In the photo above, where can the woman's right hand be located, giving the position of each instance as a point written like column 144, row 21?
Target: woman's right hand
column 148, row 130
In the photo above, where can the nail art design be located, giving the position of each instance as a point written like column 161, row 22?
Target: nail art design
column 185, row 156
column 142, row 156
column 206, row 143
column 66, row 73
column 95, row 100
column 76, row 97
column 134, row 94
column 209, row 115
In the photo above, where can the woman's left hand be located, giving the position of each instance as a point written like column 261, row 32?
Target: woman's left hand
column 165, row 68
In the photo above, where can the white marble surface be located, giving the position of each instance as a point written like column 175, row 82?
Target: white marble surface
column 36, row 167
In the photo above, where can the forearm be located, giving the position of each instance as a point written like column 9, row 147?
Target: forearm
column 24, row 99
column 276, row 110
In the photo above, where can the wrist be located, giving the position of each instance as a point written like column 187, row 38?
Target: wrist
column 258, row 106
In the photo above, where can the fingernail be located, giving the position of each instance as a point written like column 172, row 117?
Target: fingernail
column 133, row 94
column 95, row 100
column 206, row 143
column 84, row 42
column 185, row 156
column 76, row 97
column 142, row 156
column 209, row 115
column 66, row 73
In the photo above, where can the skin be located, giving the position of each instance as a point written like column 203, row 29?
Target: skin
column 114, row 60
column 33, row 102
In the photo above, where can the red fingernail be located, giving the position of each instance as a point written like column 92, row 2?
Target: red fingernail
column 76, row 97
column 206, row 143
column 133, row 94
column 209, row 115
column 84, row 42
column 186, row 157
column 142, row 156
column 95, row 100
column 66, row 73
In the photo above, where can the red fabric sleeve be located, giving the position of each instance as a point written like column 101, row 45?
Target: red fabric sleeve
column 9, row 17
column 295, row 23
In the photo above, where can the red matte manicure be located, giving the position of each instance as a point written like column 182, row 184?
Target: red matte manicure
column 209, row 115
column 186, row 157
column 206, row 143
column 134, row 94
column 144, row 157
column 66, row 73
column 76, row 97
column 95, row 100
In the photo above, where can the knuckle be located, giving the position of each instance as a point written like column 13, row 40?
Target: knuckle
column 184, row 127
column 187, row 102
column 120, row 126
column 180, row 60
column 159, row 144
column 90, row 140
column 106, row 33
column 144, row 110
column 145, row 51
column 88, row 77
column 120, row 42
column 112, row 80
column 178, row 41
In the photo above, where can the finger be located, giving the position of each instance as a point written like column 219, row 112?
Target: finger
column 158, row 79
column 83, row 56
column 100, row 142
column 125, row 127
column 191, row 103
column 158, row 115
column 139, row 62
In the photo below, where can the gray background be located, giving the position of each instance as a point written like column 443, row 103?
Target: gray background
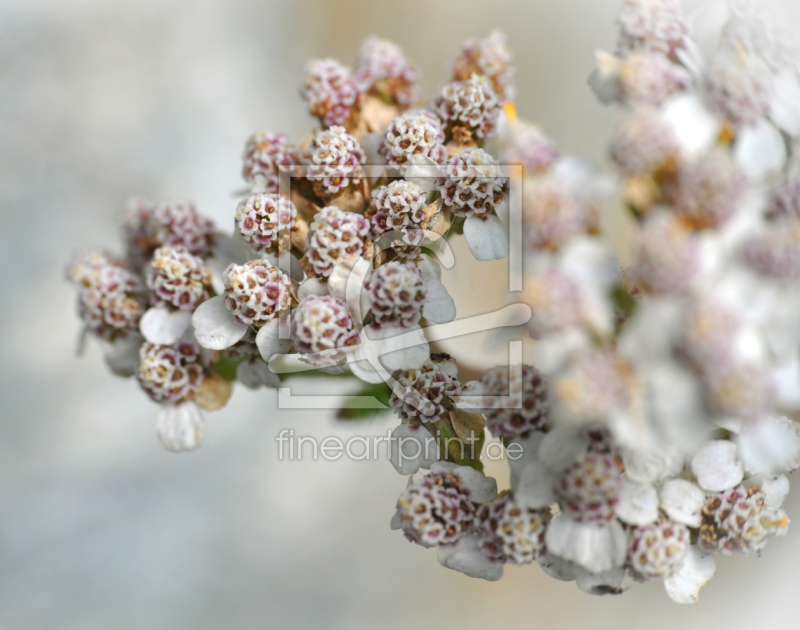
column 101, row 528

────

### WHAT YOU SHOULD DO:
Please reproduce all of the records above word for word, omitting the pictures.

### RESULT OF THE EXERCISE:
In the photo above, where can the woman's right hand be located, giving the position of each instance as a point written like column 144, row 21?
Target: woman's right hand
column 148, row 130
In the photo above, where can the nail art design be located, giving the position of each instance as a point written like column 161, row 22?
Target: nail art design
column 185, row 156
column 142, row 156
column 206, row 143
column 66, row 73
column 95, row 100
column 76, row 97
column 134, row 94
column 209, row 115
In the photo above, where can the woman's left hand be located, giving the position of each instance as a point written like column 261, row 32?
Target: woman's left hand
column 165, row 68
In the photo above, where can the white marble surface be located, giving the position of each instance as a point written like column 175, row 82?
Target: white marble surface
column 36, row 167
In the photo above, where can the forearm be located, giving the position of each instance as a point written like column 9, row 147?
Target: forearm
column 24, row 99
column 276, row 110
In the photo above, where can the wrist be located, giving the position of each instance as a point written like column 187, row 38?
Target: wrist
column 258, row 106
In the photo above, where can the fingernail be located, giving the position of each instance as a point written like column 172, row 117?
Target: fingernail
column 133, row 94
column 95, row 100
column 206, row 143
column 84, row 42
column 185, row 156
column 76, row 97
column 142, row 156
column 209, row 115
column 66, row 73
In the photo above, where can the skin be located, giving the position of each instance as a point written like column 203, row 29?
Target: skin
column 114, row 60
column 33, row 102
In the photo above, where can the red fingernail be located, giving the position of each instance as a point written like column 92, row 2?
Target: red fingernail
column 76, row 97
column 206, row 143
column 133, row 94
column 209, row 115
column 84, row 42
column 186, row 157
column 142, row 156
column 95, row 100
column 66, row 73
In the photo above, where can the red fabric sleeve be located, giving the position of each instance as a point written like column 101, row 45?
Target: red fabric sleeve
column 9, row 17
column 295, row 23
In the photo above, where can the red matte manicure be located, giving the position of each instance as a point written like column 182, row 184?
Target: red matte manicure
column 209, row 115
column 186, row 157
column 206, row 143
column 134, row 94
column 144, row 157
column 66, row 73
column 76, row 97
column 95, row 100
In the photo above, where can the knuckle be located, giving the position of each instance as a point written like column 13, row 40?
Target: knuckle
column 184, row 127
column 187, row 102
column 120, row 126
column 180, row 60
column 159, row 144
column 90, row 140
column 106, row 33
column 144, row 110
column 145, row 51
column 88, row 77
column 120, row 42
column 112, row 80
column 178, row 41
In the photo above, where can the finger be located, giving the position of each instance as a point written like column 219, row 112?
Target: finger
column 158, row 79
column 83, row 56
column 100, row 142
column 125, row 127
column 191, row 103
column 158, row 115
column 139, row 62
In the photo below, where can the gray background be located, giving the position of each instance as a point written like column 443, row 103?
Target: gray background
column 101, row 528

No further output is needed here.